Challenge:
Your task is to write out the complete listing exactly as it is shown.

Records for this task:

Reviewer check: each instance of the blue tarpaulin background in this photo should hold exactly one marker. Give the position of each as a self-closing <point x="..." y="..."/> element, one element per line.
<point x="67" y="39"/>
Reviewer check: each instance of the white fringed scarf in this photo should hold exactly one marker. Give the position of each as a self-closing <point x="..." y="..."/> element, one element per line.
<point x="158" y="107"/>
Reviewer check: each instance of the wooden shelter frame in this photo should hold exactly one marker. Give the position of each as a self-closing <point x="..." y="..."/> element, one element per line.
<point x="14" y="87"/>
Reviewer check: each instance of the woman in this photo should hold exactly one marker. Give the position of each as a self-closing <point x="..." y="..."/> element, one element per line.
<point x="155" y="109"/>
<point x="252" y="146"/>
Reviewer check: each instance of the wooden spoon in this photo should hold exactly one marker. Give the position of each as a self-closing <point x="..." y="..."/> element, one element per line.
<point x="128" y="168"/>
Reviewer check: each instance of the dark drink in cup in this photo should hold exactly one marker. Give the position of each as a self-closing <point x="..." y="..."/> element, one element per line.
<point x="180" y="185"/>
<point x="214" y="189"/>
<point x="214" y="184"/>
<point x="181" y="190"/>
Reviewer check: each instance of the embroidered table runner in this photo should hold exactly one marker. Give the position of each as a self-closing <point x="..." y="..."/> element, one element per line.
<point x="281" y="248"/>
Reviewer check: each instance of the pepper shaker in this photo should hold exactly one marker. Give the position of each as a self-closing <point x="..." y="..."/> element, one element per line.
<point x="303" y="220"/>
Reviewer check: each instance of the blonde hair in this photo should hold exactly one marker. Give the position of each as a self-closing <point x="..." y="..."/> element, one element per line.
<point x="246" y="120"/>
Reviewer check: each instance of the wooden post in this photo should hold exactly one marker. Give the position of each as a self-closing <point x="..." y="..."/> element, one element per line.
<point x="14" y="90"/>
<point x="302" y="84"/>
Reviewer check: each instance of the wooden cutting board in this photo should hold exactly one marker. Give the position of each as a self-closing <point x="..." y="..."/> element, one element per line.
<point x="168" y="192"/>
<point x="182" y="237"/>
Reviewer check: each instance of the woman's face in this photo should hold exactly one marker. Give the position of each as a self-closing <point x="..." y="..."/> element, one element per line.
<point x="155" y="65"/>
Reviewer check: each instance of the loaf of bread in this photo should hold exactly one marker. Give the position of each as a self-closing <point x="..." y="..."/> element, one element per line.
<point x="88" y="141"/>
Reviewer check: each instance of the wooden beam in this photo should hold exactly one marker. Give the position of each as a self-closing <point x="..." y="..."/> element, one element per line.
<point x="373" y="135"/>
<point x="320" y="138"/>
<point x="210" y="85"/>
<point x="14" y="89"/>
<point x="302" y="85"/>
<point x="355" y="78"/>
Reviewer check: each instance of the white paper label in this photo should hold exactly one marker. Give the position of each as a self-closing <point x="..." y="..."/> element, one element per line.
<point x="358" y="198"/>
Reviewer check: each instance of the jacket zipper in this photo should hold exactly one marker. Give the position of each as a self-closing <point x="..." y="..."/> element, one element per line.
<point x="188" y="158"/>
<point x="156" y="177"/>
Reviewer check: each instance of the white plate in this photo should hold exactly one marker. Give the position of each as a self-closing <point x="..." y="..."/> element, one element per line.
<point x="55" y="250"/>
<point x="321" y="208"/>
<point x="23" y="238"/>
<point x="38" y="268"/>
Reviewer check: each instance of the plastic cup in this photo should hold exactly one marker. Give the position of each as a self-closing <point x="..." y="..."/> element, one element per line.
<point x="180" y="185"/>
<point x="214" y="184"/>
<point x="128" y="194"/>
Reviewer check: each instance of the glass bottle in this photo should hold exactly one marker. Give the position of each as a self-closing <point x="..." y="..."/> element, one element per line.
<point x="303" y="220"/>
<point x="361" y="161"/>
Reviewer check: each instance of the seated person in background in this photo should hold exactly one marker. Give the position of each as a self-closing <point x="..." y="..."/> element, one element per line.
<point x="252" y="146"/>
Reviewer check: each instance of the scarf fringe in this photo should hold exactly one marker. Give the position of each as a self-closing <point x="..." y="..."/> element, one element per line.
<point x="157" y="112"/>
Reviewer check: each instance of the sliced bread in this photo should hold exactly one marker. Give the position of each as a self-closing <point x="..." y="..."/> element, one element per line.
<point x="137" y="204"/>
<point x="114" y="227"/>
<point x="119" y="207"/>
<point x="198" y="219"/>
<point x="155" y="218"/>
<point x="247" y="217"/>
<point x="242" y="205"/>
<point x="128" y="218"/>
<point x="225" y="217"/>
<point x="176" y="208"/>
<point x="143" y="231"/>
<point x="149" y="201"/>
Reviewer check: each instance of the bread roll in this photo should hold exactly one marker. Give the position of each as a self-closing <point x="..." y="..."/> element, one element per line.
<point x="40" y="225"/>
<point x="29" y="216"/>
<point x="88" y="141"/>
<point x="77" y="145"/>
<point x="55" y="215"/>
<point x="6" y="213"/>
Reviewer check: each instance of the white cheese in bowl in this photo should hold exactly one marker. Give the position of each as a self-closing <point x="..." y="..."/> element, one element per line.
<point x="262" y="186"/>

Right answer:
Reviewer check: each instance of the blue tarpaulin background in this photo should hold exactly one marker. Give the position of each as a self-closing <point x="..." y="..."/> element, one element per line.
<point x="67" y="39"/>
Reviewer check: each instance of the white fringed scarf in this photo should hold exactly one marker. Give the position of each as a self-closing <point x="..." y="..."/> element, one element per line.
<point x="158" y="107"/>
Reviewer check: each instance of the wooden shelter frame in this photo should hold exactly one marker. Give the position of each as a self-closing <point x="..." y="..."/> element, one element per line.
<point x="14" y="87"/>
Reviewer check: each instance of the woman in this photo should hold exactly one marker. Give the position of each as a self-closing <point x="..." y="..."/> element, one element per line.
<point x="155" y="109"/>
<point x="252" y="146"/>
Reviewer check: each instance of the wooden spoon in this photo should hold exactly one marker. Give the position of each as a self-closing <point x="..." y="..."/> element, one element per line.
<point x="128" y="168"/>
Reviewer check: each instance of the dark drink in cup in this photo should hold exactly one marker. Give the position of each as a self-closing <point x="..." y="..."/> element, one element per line.
<point x="180" y="185"/>
<point x="214" y="189"/>
<point x="214" y="184"/>
<point x="181" y="190"/>
Reviewer check: each instance of the embroidered table runner in this photo should hold exactly one marker. Give the position of each as a self-closing <point x="..." y="..."/> element, one element per line.
<point x="281" y="248"/>
Reviewer check: each instance of the pepper shaker in this photo should hold exactly one marker. Give the position of each as a self-closing <point x="..." y="..."/> element, one element per line.
<point x="303" y="220"/>
Reviewer check: each instance of the blonde hair in this photo should hold exactly one marker. Give the position of each as a self-closing <point x="..." y="..."/> element, one element per line.
<point x="246" y="120"/>
Reviewer check: each instance of the wooden post in this photo should hold exactly one marker. Give the position of each as a self-closing <point x="..." y="..."/> element, one element per line.
<point x="14" y="90"/>
<point x="302" y="84"/>
Reviewer check: each instance of the wooden cutting board in this photo should hold exactly one marker. Give the position of each as a self-closing <point x="..." y="..."/> element, one element per line.
<point x="168" y="192"/>
<point x="182" y="237"/>
Reviewer check: each instance of the woman's face in this photo should hold exactly one marker. Give the position of each as a self-closing <point x="..." y="..."/> element, one element per line.
<point x="155" y="65"/>
Reviewer check: each instance of the loaf of bread in this photo should hold exactly one marker. Give the position of each as a self-closing <point x="..." y="..."/> element, one element per line.
<point x="88" y="141"/>
Reviewer check: each instance of the wooden beam in this photo should hold exactly one marker. Give the position of each as a self-closing <point x="..." y="..."/> element, one element per line.
<point x="373" y="135"/>
<point x="320" y="138"/>
<point x="210" y="85"/>
<point x="14" y="89"/>
<point x="302" y="85"/>
<point x="355" y="78"/>
Reviewer check: each instance of the white paper label in this photo should hold exactly one marker. Give the position of each as a self-closing <point x="..." y="..."/> element, one element per line.
<point x="358" y="198"/>
Reviewer check: each instance of the jacket zipper in this photo should hold exactly one marker. Give the position of each as a self-closing <point x="..." y="..."/> element, one element per line.
<point x="188" y="158"/>
<point x="156" y="177"/>
Reviewer check: each instance of the white plate in this photo should hold exactly one marker. Give the position of each as a self-closing <point x="..." y="..."/> element, one element per line.
<point x="55" y="250"/>
<point x="321" y="208"/>
<point x="23" y="238"/>
<point x="38" y="268"/>
Reviewer check: each instance of the plastic cup in this photo should hold exactly one marker. Give the position of each as a self-closing <point x="..." y="..."/> element, one element per line.
<point x="180" y="185"/>
<point x="214" y="184"/>
<point x="128" y="194"/>
Reviewer check: each instance of the glass bottle in this photo should hold exactly one marker. Give the position of each as a self-closing <point x="..." y="..."/> element, one element per line.
<point x="303" y="220"/>
<point x="361" y="161"/>
Reviewer check: each instance of the seated person in background in this photo should hold exactly one marker. Give the position of each as a self-closing <point x="..." y="..."/> element, one element per line.
<point x="252" y="146"/>
Reviewer check: each instance of the scarf fringe in this photo should hold exactly one marker. Give the position of each as a self-closing <point x="..." y="..."/> element, one element per line.
<point x="157" y="112"/>
Reviewer check: each instance of the sliced bread in this photo should hold exactly one marker. Give the position of each as a self-closing <point x="..." y="..."/> element, one element per line.
<point x="137" y="204"/>
<point x="114" y="227"/>
<point x="119" y="207"/>
<point x="198" y="219"/>
<point x="155" y="218"/>
<point x="247" y="217"/>
<point x="242" y="205"/>
<point x="128" y="218"/>
<point x="225" y="217"/>
<point x="176" y="208"/>
<point x="143" y="231"/>
<point x="149" y="201"/>
Reviewer check: each instance of the bread roll in this photo should hold exactly one marker. Give the position of each as a self-closing <point x="..." y="..."/> element, one element per line.
<point x="40" y="225"/>
<point x="29" y="216"/>
<point x="88" y="141"/>
<point x="77" y="145"/>
<point x="55" y="215"/>
<point x="6" y="213"/>
Reviewer check: each instance of the white cheese in bowl in this photo should hold exactly one marker. Give the position of each as a self-closing <point x="..." y="..."/> element, one element per line.
<point x="262" y="186"/>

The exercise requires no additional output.